CHALLENGE 1>
Answer these questions about the passage on program participants:
(a) What did conversations started during the first Policy Leadership Summit later become?
(b) Which three ideas did the AI Openness and Equity cohort develop alternative framings of?
(c) Within which institutions did many participants go on to shape digital policy debates?
CHALLENGE 2>
Reproduce verbatim the part of the passage on program participants between "Many participants went" and "to migrant justice.", inclusive.

SELECTED PASSAGE>
Participant testimonials consistently underscored how these spaces evolved into a genuine community of practice, where knowledge and expertise were generously exchanged and relationships lasted far beyond the cohorts themselves.
Many participants went on to shape digital policy debates within EU institutions, strengthen policy capacity within civil society organisations, move into more policy-focused roles, and deepen advocacy efforts on issues ranging from platform accountability and AI policy to migrant justice.
Some of these collaborations became durable structures in their own right. For example, conversations initiated during the first Policy Leadership Summit later developed into the Language Inclusion Network for Global Understanding and Advocacy (LINGUA), a diverse group of practitioners working on language justice in digital spaces.
Across the AI Openness and Equity cohort, participants collectively developed and refined alternative framings of AI openness, digital sovereignty, and public interest technology, challenging dominant narratives in AI-related policy debates.

ROWS>

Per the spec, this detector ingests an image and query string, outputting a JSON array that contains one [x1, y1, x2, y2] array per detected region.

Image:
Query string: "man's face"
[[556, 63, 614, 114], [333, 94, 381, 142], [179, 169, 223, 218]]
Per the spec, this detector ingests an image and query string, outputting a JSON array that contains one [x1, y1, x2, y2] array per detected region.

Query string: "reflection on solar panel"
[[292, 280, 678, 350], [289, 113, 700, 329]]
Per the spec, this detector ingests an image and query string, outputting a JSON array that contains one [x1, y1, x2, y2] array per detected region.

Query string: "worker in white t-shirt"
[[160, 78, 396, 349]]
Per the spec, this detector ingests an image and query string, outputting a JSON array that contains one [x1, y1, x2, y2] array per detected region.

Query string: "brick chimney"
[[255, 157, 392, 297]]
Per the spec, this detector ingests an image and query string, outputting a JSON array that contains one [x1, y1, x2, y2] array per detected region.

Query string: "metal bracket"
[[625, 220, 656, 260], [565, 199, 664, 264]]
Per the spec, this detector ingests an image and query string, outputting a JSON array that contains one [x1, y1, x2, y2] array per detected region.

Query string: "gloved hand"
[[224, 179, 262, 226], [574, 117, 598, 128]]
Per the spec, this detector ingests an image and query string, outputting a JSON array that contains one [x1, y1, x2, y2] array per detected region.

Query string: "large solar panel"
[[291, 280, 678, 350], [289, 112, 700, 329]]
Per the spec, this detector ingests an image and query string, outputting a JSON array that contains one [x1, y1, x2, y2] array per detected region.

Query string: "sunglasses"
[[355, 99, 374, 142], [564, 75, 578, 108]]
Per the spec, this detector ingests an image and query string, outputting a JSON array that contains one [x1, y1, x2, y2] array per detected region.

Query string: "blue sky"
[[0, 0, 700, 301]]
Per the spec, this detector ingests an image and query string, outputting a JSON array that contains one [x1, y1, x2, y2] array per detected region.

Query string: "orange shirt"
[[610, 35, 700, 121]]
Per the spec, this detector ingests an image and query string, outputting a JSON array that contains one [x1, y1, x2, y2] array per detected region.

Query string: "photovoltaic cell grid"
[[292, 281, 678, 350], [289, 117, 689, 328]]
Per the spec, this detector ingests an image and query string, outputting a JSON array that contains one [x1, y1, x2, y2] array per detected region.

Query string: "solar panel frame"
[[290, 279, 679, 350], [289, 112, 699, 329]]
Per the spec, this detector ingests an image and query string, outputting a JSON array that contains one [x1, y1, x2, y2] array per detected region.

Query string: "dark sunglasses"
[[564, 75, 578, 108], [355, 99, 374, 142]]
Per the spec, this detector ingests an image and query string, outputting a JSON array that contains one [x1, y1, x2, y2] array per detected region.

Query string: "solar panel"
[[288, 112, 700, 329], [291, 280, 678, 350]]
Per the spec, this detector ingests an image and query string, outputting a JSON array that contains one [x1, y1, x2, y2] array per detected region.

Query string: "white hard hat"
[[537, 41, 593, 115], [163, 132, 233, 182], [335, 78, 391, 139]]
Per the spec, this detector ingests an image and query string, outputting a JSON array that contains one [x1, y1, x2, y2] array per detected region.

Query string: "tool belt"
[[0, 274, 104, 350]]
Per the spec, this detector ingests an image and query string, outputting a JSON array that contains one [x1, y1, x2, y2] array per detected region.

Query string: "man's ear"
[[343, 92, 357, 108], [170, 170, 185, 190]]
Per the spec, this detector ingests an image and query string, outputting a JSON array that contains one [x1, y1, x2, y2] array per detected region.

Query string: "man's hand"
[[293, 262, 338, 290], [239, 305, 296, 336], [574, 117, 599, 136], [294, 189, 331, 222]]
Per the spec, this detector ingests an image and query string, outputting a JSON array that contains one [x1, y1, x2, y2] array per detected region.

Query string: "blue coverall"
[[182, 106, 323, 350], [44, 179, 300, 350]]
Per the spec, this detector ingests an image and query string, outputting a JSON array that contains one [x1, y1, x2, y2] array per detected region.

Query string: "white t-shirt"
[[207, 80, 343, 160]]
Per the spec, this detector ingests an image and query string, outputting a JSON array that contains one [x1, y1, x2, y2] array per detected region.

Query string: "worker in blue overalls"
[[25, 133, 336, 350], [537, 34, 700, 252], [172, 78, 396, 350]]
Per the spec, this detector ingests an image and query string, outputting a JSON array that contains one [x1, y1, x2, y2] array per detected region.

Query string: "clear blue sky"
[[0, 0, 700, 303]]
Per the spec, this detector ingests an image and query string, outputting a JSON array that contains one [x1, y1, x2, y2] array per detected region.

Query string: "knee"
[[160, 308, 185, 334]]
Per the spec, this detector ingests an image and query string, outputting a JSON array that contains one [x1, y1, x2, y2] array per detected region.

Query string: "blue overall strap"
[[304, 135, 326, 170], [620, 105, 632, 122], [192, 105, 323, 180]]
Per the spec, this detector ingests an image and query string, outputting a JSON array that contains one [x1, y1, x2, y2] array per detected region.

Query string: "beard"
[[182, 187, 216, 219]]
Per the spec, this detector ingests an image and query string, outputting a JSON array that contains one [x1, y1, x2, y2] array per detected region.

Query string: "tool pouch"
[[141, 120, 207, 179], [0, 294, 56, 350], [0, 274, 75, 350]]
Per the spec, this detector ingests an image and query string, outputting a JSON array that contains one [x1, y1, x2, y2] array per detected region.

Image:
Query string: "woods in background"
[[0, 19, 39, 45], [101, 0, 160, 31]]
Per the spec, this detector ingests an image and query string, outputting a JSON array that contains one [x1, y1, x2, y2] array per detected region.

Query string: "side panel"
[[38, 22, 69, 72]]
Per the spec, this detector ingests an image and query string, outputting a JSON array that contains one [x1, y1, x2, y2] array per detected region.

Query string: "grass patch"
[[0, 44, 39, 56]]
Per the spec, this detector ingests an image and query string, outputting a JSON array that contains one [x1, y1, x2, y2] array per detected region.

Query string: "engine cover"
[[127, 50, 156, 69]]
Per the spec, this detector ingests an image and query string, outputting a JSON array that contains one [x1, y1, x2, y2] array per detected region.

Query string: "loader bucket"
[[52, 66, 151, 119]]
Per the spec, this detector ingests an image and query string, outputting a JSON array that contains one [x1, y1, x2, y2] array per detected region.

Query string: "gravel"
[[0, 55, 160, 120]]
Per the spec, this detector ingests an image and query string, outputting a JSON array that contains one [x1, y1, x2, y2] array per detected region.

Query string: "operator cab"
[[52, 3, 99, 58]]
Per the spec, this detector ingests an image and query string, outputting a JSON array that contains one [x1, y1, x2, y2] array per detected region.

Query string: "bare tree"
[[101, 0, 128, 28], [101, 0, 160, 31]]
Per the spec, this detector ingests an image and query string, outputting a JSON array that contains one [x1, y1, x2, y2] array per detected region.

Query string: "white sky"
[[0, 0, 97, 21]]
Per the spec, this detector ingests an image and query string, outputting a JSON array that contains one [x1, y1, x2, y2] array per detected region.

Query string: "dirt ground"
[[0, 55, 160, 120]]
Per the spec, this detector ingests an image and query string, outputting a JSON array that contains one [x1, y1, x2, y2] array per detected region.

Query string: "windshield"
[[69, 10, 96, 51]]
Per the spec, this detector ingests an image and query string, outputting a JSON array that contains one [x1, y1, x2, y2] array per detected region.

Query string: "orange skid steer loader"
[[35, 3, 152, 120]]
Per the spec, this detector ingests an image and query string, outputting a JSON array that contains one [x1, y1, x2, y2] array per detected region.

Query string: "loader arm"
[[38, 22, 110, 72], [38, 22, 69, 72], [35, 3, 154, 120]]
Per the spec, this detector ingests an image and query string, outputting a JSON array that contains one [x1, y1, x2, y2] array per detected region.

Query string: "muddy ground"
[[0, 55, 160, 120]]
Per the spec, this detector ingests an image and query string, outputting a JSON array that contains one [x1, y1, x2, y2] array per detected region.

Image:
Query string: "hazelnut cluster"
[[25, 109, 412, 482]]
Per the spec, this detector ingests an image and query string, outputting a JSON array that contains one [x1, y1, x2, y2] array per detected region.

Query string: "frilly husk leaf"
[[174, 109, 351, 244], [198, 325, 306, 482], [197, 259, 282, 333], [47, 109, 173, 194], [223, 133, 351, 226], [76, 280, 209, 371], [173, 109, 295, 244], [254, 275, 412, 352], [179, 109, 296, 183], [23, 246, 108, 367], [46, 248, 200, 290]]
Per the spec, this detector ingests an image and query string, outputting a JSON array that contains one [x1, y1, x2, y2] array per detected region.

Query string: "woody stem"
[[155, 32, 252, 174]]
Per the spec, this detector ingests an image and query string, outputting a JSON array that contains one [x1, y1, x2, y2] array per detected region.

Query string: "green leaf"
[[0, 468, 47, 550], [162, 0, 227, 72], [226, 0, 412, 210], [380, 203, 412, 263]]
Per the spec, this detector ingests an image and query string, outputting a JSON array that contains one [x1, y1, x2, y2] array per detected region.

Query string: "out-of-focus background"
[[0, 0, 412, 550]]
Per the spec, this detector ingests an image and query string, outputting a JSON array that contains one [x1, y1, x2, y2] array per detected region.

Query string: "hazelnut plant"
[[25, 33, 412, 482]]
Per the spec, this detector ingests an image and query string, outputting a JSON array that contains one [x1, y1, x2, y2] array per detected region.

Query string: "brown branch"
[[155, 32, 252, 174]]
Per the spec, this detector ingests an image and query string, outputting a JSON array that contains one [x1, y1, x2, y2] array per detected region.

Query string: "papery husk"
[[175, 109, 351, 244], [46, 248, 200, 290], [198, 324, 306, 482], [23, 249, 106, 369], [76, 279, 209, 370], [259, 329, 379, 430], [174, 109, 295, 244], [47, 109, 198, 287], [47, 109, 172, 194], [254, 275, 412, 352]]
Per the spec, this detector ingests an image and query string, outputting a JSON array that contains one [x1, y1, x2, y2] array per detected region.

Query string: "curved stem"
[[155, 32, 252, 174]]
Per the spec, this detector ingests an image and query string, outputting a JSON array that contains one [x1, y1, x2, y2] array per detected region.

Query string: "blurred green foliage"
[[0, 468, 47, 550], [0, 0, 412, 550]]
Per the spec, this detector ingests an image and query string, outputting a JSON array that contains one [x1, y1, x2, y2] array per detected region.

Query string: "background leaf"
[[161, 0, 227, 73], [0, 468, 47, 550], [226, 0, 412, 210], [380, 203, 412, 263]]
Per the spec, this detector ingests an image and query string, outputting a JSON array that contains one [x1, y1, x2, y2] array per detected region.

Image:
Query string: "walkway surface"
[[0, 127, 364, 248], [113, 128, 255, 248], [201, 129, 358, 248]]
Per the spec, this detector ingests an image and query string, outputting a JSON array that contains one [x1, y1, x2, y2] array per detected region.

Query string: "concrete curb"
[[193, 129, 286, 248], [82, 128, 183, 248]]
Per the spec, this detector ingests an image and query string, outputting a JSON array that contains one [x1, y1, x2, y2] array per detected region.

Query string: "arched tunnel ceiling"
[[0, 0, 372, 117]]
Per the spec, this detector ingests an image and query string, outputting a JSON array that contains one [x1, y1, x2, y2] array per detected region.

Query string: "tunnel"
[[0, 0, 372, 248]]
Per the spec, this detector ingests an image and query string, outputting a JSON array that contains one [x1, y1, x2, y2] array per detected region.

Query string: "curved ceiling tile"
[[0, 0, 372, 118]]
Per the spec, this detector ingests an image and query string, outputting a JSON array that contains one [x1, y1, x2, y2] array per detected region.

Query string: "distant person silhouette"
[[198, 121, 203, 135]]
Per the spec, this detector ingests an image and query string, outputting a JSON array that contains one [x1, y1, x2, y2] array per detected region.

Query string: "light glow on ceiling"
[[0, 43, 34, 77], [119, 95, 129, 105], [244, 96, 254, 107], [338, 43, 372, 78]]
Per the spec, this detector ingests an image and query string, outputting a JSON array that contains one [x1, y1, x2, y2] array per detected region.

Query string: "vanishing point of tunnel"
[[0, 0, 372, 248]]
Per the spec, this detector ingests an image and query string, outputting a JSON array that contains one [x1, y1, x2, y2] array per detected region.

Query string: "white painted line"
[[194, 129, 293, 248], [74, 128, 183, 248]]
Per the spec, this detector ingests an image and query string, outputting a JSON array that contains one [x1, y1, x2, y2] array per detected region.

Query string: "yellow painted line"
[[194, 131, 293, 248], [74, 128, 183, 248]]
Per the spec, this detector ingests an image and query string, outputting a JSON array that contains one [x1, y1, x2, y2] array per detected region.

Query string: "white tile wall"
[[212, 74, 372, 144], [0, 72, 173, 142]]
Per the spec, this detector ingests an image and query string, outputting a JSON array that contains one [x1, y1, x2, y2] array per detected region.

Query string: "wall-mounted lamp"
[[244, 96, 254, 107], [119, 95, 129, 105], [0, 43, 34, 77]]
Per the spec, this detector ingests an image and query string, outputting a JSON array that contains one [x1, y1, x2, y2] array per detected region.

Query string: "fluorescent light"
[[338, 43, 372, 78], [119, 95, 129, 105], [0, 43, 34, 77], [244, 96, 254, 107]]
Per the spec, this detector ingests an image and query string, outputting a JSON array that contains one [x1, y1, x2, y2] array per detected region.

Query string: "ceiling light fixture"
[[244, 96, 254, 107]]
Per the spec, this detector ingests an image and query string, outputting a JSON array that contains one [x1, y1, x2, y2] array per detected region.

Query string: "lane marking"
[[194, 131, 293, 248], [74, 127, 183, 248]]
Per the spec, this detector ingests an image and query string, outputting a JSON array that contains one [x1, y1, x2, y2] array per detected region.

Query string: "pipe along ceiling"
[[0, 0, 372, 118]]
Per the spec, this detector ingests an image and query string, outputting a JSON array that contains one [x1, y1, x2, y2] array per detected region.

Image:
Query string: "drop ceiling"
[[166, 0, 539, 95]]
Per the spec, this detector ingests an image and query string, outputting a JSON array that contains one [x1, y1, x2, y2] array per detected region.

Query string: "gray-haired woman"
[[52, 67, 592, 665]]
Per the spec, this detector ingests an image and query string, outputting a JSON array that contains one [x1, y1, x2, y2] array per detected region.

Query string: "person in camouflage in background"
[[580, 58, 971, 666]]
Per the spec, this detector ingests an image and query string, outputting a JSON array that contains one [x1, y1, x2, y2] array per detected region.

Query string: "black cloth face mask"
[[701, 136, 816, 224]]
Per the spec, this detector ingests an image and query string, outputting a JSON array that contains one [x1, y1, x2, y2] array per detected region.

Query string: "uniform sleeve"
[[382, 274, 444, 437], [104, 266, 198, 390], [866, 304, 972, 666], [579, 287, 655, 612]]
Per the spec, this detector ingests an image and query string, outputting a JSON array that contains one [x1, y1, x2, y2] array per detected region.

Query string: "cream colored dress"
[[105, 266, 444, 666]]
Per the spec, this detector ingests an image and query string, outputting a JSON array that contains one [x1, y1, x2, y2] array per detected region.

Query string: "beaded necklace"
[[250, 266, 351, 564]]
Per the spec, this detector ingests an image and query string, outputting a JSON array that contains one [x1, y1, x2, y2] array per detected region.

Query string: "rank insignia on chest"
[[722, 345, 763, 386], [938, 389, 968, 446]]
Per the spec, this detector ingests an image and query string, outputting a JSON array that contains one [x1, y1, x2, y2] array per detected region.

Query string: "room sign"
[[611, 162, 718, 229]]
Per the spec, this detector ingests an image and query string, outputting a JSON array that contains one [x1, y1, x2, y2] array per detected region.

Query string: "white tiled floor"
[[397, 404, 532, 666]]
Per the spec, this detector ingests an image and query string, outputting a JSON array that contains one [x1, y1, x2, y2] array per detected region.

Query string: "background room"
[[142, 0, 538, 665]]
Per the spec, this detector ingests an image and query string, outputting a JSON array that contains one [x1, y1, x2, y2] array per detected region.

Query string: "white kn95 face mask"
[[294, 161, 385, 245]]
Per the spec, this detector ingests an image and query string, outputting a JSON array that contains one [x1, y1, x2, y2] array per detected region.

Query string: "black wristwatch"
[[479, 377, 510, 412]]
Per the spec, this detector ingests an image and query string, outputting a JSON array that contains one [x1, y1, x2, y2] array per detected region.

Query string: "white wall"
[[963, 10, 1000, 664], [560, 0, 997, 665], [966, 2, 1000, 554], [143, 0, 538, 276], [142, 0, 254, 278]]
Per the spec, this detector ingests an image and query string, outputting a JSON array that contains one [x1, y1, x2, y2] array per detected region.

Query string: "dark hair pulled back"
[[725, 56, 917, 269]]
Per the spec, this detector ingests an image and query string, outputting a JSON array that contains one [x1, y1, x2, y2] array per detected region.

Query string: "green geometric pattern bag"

EXERCISE RESPONSE 1>
(a) The Language Inclusion Network for Global Understanding and Advocacy (LINGUA), a diverse group of practitioners working on language justice in digital spaces.
(b) AI openness, digital sovereignty, and public interest technology.
(c) EU institutions.

EXERCISE RESPONSE 2>
Many participants went on to shape digital policy debates within EU institutions, strengthen policy capacity within civil society organisations, move into more policy-focused roles, and deepen advocacy efforts on issues ranging from platform accountability and AI policy to migrant justice.